- **SELECTED TEXT**

Using the LOA* option creates a tileset with a refinement hierarchy. The leaves of the created tree are the detailed features (features loaded from the data source) and their parents are LOA features of those detailed features. The LOA features are 3D extrusions of polygons. The polygons must be given as a path to a Geojson file, or a directory containing Geojson file(s) (the features in those geojsons must be Polygons or MultiPolygons). The polygons can for example be roads, boroughs, rivers or any other geographical partition.

To use the LOA option:

<tiler> <input> --loa <path-to-polygons>

*LOA (Level Of Abstraction): here, it is simple 3D extrusion of a polygon.

LOD1

Tiler
CityTiler ✔️
ObjTiler ✔️
GeojsonTiler ✔️
IfcTiler ✔️
TilesetTiler

Warning: creating LOD1 can be useless if the features are already footprints.

Using the LOD1 option creates a tileset with a refinement hierarchy. The leaves of the created tree are the detailed features (features loaded from the data source) and their parents are LOD1 features of those detailed features. The LOD1 features are 3D extrusions of the footprints of the features.

- **WORK INSTRUCTIONS**
A - Answer these questions from the LOA and LOD1 text:
(i) In what file format must the polygons for the LOA option be given?
(ii) What does LOA stand for?
(iii) According to the warning, when can creating LOD1 be useless?
B - Rewrite the stretch of the LOA and LOD1 text from "Using the LOA*" through "other geographical partition.", changing "detailed features" to "source features".
C - Write what comes next in the LOA and LOD1 text, picking up after its last sentence.
The material after this point is separate from the LOA and LOD1 text.

- **DATASET EXTRACT**

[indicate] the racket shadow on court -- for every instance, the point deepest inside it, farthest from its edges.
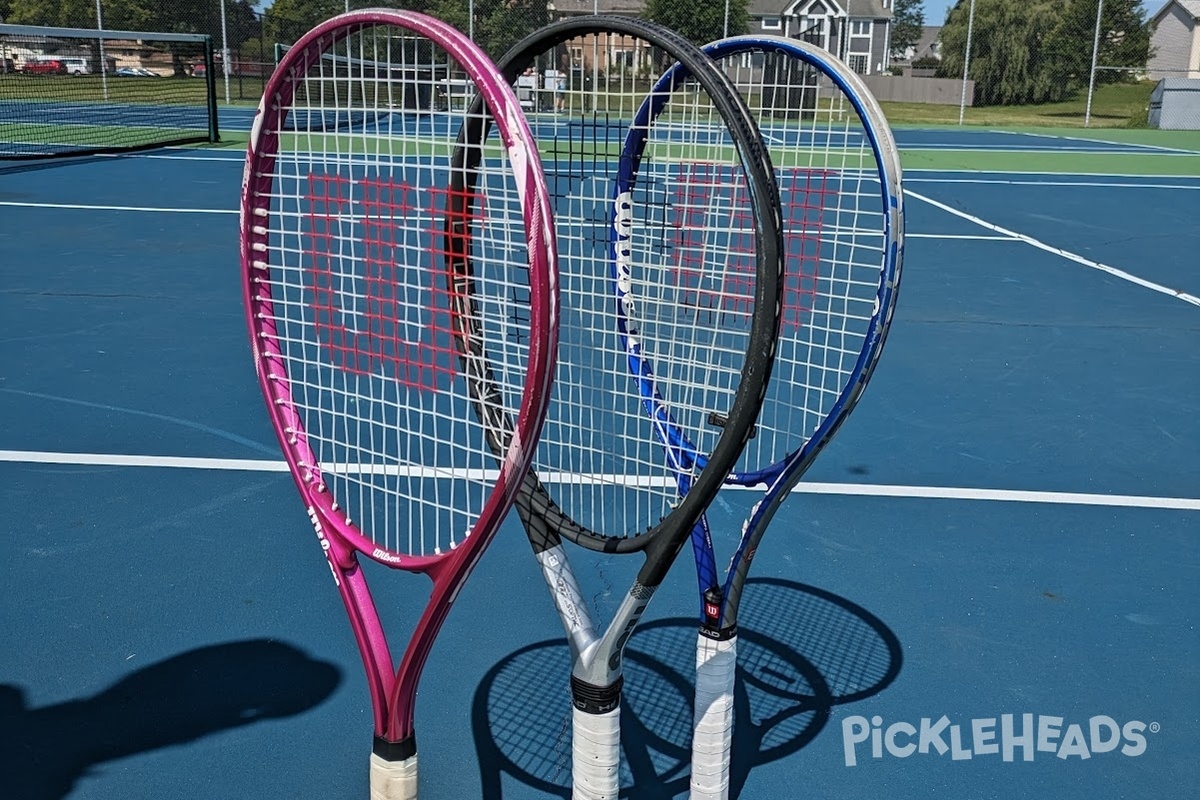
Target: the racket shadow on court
(803, 651)
(173, 702)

- **TASK-BY-TASK RESULTS**
A -
(i) Geojson (a path to a Geojson file, or a directory containing Geojson files).
(ii) Level Of Abstraction.
(iii) When the features are already footprints.

B -
Using the LOA* option creates a tileset with a refinement hierarchy. The leaves of the created tree are the source features (features loaded from the data source) and their parents are LOA features of those source features. The LOA features are 3D extrusions of polygons. The polygons must be given as a path to a Geojson file, or a directory containing Geojson file(s) (the features in those geojsons must be Polygons or MultiPolygons). The polygons can for example be roads, boroughs, rivers or any other geographical partition.

C -
To use the LOD1 option:

<tiler> <input> --lod1

Obj creation

Tiler
CityTiler ✔️
ObjTiler ✔️
GeojsonTiler ✔️
IfcTiler ✔️
TilesetTiler ✔️

An .obj model (without texture) is created if the --obj flag is present in command line. To create an obj file, use:

<tiler> <input> --obj <obj_file_name>

3D transformations

During the tiling process, 3D transformations are done in the following order:

    graph TD;
    Scale-->Offset-->Reprojection;
Loading

Scale

Tiler
CityTiler ✔️
ObjTiler ✔️
GeojsonTiler ✔️
IfcTiler ✔️
TilesetTiler ✔️

Rescale the features by a factor:

<tiler> <input> --scale 10

Offset

Tiler
CityTiler ✔️
ObjTiler ✔️
GeojsonTiler ✔️
IfcTiler ✔️
TilesetTiler ✔️

Translate the features by adding an offset. :

<tiler> <input> --offset 10 20 30  # 10 on X, 20 on Y, 30 on Z

It is also possible to translate a tileset by its own centroid by using centroid as parameter:

<tiler> <input> --offset centroid

Warning: The offset applied should be using the same projection system as the features

Reprojection

Tiler
CityTiler ✔️
ObjTiler ✔️
GeojsonTiler ✔️
IfcTiler ✔️
TilesetTiler ✔️

Project the features on another CRS. The crs_in flag allows to specify the input CRS (default is EPSG:3946). The crs_out flag projects the features in another CRS (default output CRS is EPSG:3946).

<tiler> <input> --crs_in EPSG:3946 --crs_out EPSG:4171

No Normals

Tiler
CityTiler ✔️
ObjTiler ✔️
GeojsonTiler ✔️
IfcTiler ✔️
TilesetTiler ✔️

Optionally disable creation of normals in 3D tiles:

<tiler> <input> --no_normals

This could be very useful for 3D tiles created out Photogrammetry OBJ meshes. If normals are not present, Cesium wil display tiles using flat lighning.

Height units multiplier

Tiler
CityTiler ✔️
ObjTiler ✔️
GeojsonTiler ✔️
IfcTiler ✔️
TilesetTiler ✔️

Optionally specify units multipler for dataset height values.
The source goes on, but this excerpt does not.